The input:
◆ ◆ ◆ ◆

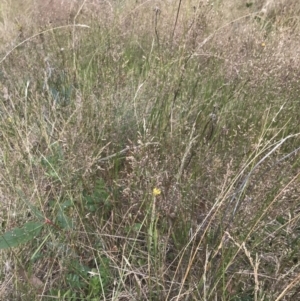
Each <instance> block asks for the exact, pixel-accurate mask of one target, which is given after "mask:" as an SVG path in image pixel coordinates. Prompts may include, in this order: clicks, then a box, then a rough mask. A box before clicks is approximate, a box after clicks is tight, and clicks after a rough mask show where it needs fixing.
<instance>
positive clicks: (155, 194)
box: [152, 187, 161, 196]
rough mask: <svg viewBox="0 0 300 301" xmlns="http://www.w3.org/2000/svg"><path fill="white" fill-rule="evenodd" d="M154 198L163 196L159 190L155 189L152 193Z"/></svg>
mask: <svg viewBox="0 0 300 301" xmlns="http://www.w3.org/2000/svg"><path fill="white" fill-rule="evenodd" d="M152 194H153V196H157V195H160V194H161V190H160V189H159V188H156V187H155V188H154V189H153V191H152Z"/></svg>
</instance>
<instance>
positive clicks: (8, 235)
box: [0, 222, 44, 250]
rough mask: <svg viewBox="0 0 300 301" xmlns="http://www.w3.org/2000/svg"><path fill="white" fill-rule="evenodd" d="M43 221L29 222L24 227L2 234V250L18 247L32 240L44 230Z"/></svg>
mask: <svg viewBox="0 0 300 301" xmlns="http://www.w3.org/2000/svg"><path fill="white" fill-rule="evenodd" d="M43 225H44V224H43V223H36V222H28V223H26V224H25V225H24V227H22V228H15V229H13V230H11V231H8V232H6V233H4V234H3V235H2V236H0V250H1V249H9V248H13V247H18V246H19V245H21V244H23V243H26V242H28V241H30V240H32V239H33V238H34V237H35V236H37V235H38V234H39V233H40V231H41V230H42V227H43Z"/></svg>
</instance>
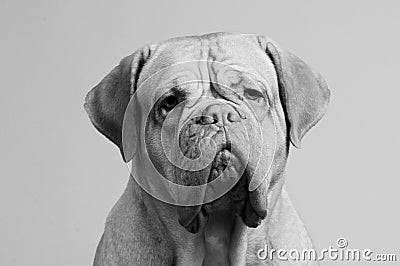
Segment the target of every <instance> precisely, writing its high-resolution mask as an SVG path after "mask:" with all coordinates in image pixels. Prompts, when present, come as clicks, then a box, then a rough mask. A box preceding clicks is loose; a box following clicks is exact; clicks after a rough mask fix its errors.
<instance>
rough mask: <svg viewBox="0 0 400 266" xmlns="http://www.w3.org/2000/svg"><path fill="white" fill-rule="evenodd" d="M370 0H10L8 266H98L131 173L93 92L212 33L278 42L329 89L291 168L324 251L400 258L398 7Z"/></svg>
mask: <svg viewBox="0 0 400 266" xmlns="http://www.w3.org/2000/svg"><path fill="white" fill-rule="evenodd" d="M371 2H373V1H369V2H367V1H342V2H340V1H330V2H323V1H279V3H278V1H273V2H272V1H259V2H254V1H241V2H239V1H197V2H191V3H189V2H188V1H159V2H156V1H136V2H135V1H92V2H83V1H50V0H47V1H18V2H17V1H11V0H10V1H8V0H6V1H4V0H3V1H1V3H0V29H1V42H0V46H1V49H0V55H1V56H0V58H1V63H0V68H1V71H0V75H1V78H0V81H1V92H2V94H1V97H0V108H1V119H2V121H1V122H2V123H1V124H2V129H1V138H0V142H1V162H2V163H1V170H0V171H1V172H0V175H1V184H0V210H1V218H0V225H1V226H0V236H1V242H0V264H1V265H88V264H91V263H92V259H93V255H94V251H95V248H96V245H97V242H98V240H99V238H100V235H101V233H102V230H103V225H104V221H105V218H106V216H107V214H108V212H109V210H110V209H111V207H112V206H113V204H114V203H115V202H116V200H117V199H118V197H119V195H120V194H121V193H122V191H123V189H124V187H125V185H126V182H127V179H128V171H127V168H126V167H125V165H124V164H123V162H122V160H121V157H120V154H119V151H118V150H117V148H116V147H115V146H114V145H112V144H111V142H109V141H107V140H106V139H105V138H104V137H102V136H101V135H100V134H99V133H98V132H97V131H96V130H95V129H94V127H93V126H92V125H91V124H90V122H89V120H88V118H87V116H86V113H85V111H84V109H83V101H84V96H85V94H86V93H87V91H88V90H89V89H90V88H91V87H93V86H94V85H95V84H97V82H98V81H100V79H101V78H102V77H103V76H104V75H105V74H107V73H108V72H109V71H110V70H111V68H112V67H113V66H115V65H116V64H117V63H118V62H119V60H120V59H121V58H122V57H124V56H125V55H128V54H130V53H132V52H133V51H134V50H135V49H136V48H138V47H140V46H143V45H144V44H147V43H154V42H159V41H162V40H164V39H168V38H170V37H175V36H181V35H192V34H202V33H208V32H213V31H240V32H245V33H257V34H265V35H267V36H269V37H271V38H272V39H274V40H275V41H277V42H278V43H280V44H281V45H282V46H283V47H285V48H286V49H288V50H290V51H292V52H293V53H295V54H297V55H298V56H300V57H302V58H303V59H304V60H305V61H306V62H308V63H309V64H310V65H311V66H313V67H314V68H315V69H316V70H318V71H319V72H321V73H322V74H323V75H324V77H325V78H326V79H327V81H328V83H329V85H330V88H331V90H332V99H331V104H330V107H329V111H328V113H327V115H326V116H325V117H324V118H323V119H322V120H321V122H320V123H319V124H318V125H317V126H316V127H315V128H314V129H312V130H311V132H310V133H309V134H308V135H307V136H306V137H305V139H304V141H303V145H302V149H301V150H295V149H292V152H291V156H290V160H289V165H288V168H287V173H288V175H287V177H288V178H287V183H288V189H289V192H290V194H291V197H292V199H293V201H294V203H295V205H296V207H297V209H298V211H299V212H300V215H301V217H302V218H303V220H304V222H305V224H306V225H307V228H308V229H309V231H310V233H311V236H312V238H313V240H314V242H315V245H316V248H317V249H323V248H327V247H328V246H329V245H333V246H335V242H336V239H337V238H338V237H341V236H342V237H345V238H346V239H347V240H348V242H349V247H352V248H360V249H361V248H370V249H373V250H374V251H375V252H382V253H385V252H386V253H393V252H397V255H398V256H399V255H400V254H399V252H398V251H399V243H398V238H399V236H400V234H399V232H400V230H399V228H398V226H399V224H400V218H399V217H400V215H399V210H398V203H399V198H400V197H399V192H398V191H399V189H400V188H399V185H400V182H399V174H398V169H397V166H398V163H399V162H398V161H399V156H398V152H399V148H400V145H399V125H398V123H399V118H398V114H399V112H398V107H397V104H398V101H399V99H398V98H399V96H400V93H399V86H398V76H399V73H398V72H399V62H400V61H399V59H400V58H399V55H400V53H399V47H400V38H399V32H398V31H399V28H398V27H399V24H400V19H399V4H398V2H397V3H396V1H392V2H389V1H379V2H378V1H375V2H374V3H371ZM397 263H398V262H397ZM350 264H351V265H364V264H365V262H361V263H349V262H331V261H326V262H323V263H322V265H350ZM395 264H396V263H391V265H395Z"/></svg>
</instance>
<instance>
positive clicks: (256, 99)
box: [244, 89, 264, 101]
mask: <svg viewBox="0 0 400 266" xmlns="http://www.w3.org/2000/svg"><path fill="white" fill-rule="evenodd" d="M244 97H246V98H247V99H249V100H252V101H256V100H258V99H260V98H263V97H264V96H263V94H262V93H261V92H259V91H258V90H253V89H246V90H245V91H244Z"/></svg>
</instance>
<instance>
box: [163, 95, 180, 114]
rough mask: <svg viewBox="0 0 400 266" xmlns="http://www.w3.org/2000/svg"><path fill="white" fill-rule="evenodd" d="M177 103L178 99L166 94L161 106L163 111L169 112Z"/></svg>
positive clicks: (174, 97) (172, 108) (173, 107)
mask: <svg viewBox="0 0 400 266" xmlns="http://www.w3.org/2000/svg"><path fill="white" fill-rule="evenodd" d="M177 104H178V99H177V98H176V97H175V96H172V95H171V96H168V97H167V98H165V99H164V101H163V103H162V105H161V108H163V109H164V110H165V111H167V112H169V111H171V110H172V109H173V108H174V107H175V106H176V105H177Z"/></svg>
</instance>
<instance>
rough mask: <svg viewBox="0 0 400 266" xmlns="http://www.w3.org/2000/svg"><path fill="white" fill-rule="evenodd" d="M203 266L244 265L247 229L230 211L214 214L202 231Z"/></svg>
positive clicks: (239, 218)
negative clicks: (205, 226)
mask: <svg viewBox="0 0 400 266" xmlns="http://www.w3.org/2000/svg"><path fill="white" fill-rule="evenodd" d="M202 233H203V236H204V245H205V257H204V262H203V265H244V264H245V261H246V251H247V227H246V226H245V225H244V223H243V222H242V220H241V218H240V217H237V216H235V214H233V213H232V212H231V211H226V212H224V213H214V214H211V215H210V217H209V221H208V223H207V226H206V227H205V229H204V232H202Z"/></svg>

◆ ◆ ◆ ◆

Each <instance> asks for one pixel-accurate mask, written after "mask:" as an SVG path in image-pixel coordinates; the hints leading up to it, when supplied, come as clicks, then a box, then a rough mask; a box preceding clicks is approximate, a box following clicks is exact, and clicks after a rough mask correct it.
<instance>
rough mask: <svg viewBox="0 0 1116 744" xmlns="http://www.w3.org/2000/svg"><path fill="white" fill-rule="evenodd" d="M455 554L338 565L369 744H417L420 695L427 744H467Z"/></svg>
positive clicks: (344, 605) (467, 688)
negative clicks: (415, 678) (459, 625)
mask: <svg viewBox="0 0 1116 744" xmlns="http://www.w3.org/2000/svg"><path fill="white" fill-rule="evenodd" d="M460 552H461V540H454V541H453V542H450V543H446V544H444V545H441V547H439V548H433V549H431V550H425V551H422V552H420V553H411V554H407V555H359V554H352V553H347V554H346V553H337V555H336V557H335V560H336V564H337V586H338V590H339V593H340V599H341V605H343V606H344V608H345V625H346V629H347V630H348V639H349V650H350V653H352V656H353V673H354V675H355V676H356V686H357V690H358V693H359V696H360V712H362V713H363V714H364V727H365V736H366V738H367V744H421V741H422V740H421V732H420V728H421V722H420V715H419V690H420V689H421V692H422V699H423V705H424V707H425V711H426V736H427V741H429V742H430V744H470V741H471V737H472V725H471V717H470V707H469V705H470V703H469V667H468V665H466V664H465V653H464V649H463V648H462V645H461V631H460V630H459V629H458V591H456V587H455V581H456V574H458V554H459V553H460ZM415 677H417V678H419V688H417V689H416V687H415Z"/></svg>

◆ ◆ ◆ ◆

Task statement: Using the material above, tally each line where the word "after" appears. Reply with the total only.

Answer for the task: 3